* Short problem a
Reproduce the passage of the dialogue below that begins at the words "LORELAI: I'm not" and ends after the words "Wha-- uh -- Mom!".

── Excerpt provided

LORELAI: You were such a
peach, dear Mia, when Rory grew up, she wanted to be ya.
RORY: Good. But do you think
it owes too much to Yeats?
LORELAI: Well, it needs some
work, but you try finding something to rhyme with "Howard"
besides "coward."
EMILY: Howard? She's marrying
a man named Howard?
LORELAI: What's wrong with
Howard?
EMILY: It's just, for me, it
would be very difficult if my husband was named Howard.
RORY: Why?
EMILY: It's just not a noble
name. I like noble male names, strong -- John, Peter.
RORY: Richard.
EMILY: Exactly. Richard the
Lion-Heart.
LORELAI: Well, I guess name
nobility wasn't high on Mia's list.
EMILY: Howard the Lion-Heart.
[Laughs] What are you doing?
LORELAI: It's stuffy.
EMILY: It's too cold to have
the window open.
LORELAI: Mom, just let me have
it down -- oh, my god.
EMILY: Lorelai, stop playing
with the window.
LORELAI: I'm not playing. I
just want it down. And you're making it go -- are you kidding me? Plea--
Mother, I'm putting it -- I'm putting it -- [Gasps] Wha-- uh -- Mom!

────

* Short problem b
In the entries below, write out the lines from the one containing "Can you see the woman's hand" through the one containing "column 643, row 293", both included.

── Listing

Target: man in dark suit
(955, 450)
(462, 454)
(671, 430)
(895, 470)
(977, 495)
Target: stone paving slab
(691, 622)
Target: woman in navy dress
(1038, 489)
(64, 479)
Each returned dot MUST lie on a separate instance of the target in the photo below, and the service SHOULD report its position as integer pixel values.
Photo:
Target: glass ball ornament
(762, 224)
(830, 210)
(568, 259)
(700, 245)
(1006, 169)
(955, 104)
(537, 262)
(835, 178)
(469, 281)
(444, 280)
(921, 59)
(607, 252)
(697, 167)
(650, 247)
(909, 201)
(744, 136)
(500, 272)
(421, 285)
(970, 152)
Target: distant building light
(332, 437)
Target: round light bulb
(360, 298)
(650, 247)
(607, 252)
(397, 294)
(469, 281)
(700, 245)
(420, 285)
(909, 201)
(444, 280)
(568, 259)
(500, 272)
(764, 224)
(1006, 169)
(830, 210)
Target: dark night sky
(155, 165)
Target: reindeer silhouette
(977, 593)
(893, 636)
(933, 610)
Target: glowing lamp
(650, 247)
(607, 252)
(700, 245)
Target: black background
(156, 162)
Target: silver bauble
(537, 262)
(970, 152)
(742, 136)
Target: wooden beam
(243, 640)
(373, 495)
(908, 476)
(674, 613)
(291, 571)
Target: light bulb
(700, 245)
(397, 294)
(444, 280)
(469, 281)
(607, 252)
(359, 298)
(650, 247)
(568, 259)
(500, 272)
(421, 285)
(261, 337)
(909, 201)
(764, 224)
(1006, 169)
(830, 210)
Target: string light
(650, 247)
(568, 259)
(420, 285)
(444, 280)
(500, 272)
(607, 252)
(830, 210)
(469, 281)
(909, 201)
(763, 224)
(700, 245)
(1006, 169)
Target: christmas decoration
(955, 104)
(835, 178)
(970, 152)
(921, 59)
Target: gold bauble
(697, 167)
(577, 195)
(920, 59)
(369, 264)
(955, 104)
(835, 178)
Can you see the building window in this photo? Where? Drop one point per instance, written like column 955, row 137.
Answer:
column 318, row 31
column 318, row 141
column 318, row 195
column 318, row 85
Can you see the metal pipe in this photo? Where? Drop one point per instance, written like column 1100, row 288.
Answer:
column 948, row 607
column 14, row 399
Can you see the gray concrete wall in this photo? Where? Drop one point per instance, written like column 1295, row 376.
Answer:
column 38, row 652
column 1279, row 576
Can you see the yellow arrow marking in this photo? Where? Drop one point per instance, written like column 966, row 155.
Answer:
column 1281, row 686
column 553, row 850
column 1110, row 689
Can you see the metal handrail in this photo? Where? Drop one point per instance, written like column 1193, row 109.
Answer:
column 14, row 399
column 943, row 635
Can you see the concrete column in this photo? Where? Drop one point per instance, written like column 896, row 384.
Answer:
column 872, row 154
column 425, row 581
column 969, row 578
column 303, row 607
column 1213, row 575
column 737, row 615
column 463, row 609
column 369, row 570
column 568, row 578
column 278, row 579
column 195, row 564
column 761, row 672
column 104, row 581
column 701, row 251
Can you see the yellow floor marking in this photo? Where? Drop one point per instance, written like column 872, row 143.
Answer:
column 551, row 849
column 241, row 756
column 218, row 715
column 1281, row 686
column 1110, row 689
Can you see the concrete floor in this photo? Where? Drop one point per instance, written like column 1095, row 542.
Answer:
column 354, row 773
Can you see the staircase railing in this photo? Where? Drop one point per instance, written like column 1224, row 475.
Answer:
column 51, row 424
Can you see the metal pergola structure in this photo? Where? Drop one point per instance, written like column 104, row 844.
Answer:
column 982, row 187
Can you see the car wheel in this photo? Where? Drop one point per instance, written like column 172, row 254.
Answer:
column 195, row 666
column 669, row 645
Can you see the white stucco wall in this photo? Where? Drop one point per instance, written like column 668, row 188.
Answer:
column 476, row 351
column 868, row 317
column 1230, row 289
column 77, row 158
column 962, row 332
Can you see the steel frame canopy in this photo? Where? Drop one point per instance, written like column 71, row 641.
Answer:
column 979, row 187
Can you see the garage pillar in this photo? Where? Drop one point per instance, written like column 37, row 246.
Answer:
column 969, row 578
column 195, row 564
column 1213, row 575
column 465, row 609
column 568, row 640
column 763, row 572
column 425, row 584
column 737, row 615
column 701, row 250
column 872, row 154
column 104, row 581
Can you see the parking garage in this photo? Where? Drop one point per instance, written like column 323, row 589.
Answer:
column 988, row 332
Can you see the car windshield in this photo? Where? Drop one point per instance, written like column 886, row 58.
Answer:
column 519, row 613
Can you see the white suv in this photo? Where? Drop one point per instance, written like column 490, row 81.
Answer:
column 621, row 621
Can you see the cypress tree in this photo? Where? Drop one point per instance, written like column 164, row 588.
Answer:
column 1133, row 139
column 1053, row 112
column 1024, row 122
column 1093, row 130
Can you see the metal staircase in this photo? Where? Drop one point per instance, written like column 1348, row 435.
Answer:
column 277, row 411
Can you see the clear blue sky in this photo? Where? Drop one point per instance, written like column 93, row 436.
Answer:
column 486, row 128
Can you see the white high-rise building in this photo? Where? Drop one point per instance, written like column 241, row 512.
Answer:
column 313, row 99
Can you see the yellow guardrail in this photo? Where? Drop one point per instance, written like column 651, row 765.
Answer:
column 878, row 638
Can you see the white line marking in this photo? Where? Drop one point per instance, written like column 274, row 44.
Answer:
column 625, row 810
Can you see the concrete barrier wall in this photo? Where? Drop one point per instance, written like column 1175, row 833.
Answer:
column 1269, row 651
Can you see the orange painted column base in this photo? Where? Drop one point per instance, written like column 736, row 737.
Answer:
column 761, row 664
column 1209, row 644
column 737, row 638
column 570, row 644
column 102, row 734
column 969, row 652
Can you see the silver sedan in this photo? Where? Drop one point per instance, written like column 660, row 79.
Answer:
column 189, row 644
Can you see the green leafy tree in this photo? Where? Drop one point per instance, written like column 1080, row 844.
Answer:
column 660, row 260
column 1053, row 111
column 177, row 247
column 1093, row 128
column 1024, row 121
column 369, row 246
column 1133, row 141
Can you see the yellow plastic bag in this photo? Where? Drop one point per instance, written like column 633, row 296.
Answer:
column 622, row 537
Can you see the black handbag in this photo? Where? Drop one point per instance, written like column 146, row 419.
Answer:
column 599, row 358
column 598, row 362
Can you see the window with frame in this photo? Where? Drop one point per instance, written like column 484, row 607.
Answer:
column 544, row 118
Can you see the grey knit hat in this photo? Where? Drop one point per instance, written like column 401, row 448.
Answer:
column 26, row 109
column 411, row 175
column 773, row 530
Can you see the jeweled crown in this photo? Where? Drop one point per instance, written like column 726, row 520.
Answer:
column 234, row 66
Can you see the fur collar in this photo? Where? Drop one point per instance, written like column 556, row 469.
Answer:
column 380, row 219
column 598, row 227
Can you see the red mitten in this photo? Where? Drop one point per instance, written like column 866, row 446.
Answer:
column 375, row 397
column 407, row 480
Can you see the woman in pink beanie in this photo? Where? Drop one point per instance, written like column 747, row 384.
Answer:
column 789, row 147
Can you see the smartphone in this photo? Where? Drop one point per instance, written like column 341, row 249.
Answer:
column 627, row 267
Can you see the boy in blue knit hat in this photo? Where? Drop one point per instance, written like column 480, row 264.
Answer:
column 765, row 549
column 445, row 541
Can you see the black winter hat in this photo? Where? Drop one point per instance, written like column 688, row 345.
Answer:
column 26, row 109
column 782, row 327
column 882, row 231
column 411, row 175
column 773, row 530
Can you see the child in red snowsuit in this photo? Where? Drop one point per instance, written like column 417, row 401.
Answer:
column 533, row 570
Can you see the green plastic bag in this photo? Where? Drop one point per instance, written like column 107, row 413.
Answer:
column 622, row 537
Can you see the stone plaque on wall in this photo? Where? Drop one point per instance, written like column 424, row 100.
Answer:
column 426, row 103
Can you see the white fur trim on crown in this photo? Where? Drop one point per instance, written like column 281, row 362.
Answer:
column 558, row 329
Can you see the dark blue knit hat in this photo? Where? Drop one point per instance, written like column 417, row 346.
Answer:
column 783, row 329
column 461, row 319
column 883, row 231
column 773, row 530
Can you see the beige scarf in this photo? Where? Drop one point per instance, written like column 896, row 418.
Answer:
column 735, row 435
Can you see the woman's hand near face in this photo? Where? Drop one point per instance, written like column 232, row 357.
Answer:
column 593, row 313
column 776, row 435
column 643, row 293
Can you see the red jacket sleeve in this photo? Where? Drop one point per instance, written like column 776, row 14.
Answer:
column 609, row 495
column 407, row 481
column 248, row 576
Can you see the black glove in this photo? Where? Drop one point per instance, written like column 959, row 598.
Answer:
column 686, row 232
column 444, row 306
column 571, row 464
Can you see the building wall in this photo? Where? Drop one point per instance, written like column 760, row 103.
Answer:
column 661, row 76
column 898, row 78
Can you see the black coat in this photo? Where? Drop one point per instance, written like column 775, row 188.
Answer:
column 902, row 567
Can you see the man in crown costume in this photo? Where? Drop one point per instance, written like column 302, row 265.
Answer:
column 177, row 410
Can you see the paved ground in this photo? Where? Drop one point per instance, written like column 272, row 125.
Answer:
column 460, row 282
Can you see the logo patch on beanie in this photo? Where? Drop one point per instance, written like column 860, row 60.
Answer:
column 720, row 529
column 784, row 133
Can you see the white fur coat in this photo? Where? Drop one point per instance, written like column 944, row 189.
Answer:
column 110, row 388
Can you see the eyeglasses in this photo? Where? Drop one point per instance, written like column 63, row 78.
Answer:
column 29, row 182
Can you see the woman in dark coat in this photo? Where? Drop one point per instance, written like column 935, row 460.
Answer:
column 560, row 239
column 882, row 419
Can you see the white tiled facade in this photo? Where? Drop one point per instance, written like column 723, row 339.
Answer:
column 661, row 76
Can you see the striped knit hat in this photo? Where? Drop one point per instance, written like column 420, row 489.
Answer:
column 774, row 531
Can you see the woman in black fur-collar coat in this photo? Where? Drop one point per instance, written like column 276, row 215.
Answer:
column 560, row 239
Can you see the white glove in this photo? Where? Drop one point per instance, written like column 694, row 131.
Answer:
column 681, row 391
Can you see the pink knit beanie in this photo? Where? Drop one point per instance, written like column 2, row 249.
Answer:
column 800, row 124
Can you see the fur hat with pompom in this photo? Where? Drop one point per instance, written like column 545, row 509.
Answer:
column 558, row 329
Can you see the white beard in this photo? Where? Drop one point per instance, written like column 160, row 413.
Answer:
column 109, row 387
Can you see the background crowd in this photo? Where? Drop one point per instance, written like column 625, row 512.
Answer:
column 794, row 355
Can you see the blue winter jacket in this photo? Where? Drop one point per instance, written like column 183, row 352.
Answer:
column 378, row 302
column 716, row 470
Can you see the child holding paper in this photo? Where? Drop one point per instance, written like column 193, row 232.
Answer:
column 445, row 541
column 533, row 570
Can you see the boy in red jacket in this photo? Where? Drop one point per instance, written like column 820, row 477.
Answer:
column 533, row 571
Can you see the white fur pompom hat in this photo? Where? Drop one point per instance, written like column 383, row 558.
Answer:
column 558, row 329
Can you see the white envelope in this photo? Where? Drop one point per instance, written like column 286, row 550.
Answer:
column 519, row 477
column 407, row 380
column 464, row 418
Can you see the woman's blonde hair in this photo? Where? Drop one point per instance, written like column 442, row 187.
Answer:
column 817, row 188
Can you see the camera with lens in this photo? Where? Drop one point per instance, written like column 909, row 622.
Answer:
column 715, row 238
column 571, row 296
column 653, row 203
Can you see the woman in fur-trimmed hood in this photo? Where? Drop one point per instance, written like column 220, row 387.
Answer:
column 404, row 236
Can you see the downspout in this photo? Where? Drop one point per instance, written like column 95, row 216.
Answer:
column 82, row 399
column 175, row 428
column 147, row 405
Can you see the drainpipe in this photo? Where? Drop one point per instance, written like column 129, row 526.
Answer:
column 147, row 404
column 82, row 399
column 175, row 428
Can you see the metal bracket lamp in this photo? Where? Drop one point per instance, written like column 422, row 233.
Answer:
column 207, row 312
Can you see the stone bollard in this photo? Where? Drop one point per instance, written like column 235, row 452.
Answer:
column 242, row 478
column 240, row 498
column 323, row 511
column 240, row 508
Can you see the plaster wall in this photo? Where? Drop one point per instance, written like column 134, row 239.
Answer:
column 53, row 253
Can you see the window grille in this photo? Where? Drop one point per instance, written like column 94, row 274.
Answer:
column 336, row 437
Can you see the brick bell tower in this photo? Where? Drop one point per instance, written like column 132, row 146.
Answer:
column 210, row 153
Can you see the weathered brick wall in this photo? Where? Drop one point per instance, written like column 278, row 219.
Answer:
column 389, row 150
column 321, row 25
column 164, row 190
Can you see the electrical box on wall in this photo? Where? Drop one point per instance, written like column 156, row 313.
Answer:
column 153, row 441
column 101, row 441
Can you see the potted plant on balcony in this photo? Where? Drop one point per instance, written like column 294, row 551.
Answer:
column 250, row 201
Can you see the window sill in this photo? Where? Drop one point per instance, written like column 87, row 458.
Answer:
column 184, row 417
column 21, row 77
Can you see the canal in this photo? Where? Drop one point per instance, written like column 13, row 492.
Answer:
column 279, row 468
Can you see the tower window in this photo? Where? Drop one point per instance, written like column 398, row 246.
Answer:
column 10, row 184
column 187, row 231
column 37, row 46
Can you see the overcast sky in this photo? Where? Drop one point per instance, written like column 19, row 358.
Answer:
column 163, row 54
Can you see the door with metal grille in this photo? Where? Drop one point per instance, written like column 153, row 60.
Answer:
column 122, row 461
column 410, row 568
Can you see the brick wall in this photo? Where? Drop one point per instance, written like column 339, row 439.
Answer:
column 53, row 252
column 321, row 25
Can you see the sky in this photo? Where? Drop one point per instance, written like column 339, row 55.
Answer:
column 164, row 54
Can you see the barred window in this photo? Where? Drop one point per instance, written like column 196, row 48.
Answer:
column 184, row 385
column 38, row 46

────

* Final answer a
LORELAI: I'm not playing. I
just want it down. And you're making it go -- are you kidding me? Plea--
Mother, I'm putting it -- I'm putting it -- [Gasps] Wha-- uh -- Mom!

* Final answer b
Can you see the woman's hand near face in this photo? Where? Drop one point per instance, written like column 232, row 357.
Answer:
column 593, row 313
column 776, row 435
column 643, row 293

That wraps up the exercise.